begin Document passage

Monday, May 18, 2009

A contrarian view of the Indian Economy

I just got back from a trip to India and I spent a lot of time with my grandfather who shared his ideas and ideals with me. It interested me immensely as it seemed to be a totally contrarian view of the Indian economy that what was taught to me at Business School or prescribed by the Management Gurus and Economists of the day...

Firstly, he attacked the concept being sold by most of our politicians and economists including the then Finance minister, Mr.P.Chidambaram that Indians should be instigated and motivated towards spending in order to see a revival of the economy in these recessionary times. He believes that this is a wrong policy to be advocated for India as India has primarily been an economy driven by savings. Of course, spending has increased over the years, but Indians have mostly been thought to save. Even as I grew up, my mother and grandparents told me time and again that every rupee saved goes a long way in the future and encouraged us to be both penny and pound wise. It was drilled into us to save from a very young age right from the time when we were given our first piggy bank and encouraged to put in every single rupee we could save into this. When the piggy bank filled up, it was a ceremony of sorts at home where it would be broken to take out the savings, counted and then deposited in a bank for us. A new piggy bank would return to take the place of the old one.

end Document passage
begin Information supplied

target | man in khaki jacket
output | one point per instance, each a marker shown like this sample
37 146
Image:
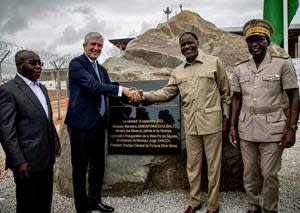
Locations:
205 97
257 85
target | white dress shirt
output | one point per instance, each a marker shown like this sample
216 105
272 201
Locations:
34 86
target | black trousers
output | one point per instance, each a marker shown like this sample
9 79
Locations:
35 193
88 160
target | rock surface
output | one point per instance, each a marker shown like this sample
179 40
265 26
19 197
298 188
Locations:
152 56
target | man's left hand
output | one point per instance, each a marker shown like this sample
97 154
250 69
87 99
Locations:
288 139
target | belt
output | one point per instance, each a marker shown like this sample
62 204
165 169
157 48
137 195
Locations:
261 110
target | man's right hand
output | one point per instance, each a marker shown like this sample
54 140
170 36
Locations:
132 93
233 137
22 171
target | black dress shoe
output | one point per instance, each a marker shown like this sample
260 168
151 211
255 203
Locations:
102 207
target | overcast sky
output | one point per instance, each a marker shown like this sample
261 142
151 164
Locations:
58 26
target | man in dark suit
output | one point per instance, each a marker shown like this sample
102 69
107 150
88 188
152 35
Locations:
28 135
89 84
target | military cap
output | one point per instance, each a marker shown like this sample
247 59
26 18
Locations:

end Information supplied

**What is asked**.
a: Reproduce the whole location labeling listing line for line, keeping out the pictures.
b: Write the next part of the post on the Indian economy, starting after its last sentence.
The post on the Indian economy and the location labeling listing come from separate sources.

**Exercise results**.
a:
target | man in khaki jacket
output | one point per instance, each a marker shown like this sample
37 146
Image:
Locations:
205 97
257 85
target | white dress shirt
output | one point per instance, each a marker shown like this sample
216 105
272 201
Locations:
34 86
target | black trousers
output | one point per instance, each a marker shown like this sample
9 79
Locations:
35 193
88 160
target | rock surface
output | one point per instance, each a marker shown like this sample
179 40
265 26
19 197
298 188
Locations:
152 56
target | man's left hand
output | one point per instance, each a marker shown like this sample
97 154
250 69
87 99
Locations:
288 139
target | belt
output | one point per instance, each a marker shown like this sample
62 204
165 169
157 48
137 195
Locations:
261 110
target | man's right hand
output | one point per instance, each a marker shown like this sample
54 140
170 36
Locations:
132 93
233 137
22 171
target | black dress shoe
output | one point per instance, each a marker shown like this sample
260 168
151 211
255 203
Locations:
102 207
target | overcast sky
output | one point per instance, each a marker shown like this sample
261 142
151 164
Locations:
58 26
target | man in dark suit
output | one point per instance, each a marker shown like this sample
102 69
107 150
88 188
152 35
Locations:
28 135
89 84
target | military cap
output | one point per instance, each a marker shown like this sample
247 59
26 18
Locations:

b:
Further, he also said that it was a known fact that India was an agriculture based economy and pushing an Industrial Revolution in the country without giving Agriculture the support it needed would only skew the economy to look polished on the outside leaving the rusted portions hidden temporarily. Most of India's Finance ministers and Economists such as Manmohan Singh or Chidambaram or even the late Jawaharlal Nehru have been educated in the west where they have been taught that Industries need to grow for the economy to grow and Consumption should increase to show economic growth. What these people are forgetting is that India is an Agriculture based economy and Indians are taught to save and can't be made to spend money very easily. I agree that this is changing in the urban areas where young people are flush with money and their disposable incomes are high but when you go to the rural areas, people still would think before each additional rupee that they earn is to be saved rather than spent. It is also only in India that people think of saving for their children and their grandchildren. Saving in western nations are primarily to take care of themselves in their old age but is not the same case in India. Families save for generations below them and accumulate wealth in the form of gold and land. Thus, the western school of thought is not pertinent to a country like India where economic growth can be a direct function of spending. Thus, instead of reducing interest rates to tempt Indians to save, the government should spend money to develop agriculture and the rural areas in order to spur the economy.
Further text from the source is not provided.